%%

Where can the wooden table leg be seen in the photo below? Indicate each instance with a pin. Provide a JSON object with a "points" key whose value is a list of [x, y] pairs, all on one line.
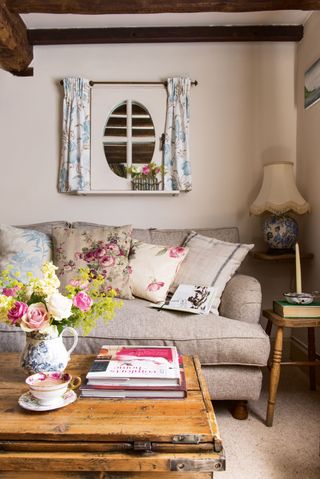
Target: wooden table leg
{"points": [[275, 374], [312, 357], [269, 327]]}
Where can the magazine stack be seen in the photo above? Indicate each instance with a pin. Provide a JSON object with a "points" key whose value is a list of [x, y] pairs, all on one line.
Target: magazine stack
{"points": [[136, 372]]}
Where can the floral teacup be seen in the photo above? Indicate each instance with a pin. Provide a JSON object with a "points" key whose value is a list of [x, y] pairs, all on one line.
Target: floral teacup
{"points": [[49, 387]]}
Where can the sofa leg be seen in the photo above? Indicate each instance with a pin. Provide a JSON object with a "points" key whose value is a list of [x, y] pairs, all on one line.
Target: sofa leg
{"points": [[240, 410]]}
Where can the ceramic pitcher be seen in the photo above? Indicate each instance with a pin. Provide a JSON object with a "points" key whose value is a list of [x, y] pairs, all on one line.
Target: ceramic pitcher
{"points": [[46, 351]]}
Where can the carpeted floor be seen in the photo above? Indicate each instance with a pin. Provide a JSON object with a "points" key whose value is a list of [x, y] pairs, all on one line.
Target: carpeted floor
{"points": [[289, 449]]}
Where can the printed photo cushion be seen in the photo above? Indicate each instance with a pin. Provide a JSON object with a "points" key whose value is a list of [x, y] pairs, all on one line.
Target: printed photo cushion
{"points": [[153, 268], [210, 262], [104, 250], [25, 250]]}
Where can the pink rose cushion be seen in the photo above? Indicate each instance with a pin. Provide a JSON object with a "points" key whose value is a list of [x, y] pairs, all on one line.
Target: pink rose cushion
{"points": [[102, 249], [153, 269]]}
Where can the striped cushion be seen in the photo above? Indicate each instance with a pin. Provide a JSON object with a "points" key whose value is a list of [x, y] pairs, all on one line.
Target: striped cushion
{"points": [[210, 262]]}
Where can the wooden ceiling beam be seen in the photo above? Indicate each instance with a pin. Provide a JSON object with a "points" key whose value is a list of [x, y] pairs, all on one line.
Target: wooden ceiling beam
{"points": [[15, 50], [165, 34], [98, 7]]}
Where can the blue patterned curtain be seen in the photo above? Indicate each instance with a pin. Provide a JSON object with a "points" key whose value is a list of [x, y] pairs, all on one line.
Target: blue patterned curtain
{"points": [[74, 174], [176, 146]]}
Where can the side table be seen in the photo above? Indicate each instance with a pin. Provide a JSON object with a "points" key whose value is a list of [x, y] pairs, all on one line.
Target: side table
{"points": [[275, 362]]}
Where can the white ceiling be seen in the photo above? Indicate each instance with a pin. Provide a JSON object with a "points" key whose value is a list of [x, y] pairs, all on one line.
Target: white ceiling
{"points": [[40, 20]]}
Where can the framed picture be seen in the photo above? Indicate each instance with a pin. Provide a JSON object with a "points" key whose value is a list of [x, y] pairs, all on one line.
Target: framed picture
{"points": [[312, 85]]}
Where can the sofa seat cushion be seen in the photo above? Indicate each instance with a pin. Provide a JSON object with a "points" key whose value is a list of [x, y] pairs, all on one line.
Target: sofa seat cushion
{"points": [[215, 339]]}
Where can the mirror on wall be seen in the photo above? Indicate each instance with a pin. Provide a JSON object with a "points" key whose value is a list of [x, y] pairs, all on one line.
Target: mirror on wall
{"points": [[129, 137]]}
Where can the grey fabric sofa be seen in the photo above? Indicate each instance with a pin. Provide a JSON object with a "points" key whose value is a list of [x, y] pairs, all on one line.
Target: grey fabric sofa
{"points": [[232, 347]]}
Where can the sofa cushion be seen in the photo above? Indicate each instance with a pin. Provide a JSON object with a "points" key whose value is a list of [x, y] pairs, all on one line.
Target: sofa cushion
{"points": [[210, 262], [215, 339], [153, 268], [104, 250], [24, 250], [172, 237]]}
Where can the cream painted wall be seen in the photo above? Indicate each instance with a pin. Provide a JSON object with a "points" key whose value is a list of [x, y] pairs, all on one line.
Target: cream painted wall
{"points": [[242, 115], [308, 164]]}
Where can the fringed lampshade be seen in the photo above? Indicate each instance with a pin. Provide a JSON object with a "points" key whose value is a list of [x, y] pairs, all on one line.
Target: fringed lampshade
{"points": [[279, 195]]}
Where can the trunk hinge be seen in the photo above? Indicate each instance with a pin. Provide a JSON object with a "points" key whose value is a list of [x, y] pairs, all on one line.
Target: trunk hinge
{"points": [[186, 439], [142, 446]]}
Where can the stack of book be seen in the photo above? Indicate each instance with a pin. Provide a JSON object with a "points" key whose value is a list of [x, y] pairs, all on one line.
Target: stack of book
{"points": [[136, 372], [288, 310]]}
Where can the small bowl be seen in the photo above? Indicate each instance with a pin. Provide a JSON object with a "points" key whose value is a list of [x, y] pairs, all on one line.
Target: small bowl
{"points": [[299, 298]]}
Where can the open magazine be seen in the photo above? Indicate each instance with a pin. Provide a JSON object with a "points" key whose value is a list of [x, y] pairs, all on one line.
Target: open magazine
{"points": [[190, 299]]}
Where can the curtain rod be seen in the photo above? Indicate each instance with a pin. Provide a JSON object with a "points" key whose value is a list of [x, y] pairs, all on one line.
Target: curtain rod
{"points": [[165, 83]]}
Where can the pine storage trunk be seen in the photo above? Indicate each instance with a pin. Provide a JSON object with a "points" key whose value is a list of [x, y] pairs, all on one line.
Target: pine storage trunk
{"points": [[108, 438]]}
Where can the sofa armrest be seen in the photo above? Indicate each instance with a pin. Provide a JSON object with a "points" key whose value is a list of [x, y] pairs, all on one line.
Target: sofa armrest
{"points": [[241, 299]]}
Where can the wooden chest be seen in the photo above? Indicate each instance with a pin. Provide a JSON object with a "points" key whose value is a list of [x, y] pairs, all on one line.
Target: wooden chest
{"points": [[108, 438]]}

%%

Exercise goal: Rescale the stretch from the line containing "Where can the wooden chest" through the end of the lines, and give these lines again with the requests included. Multiply every pin coordinate in the answers by 2.1 and round to whole numbers, with halves rounded up.

Solution to the problem:
Where can the wooden chest be seen in the photo above? Indicate each instance with a pin. Provide a JSON object with a "points" key whose value is a list of [x, y] pairs, all on one line.
Target: wooden chest
{"points": [[227, 920]]}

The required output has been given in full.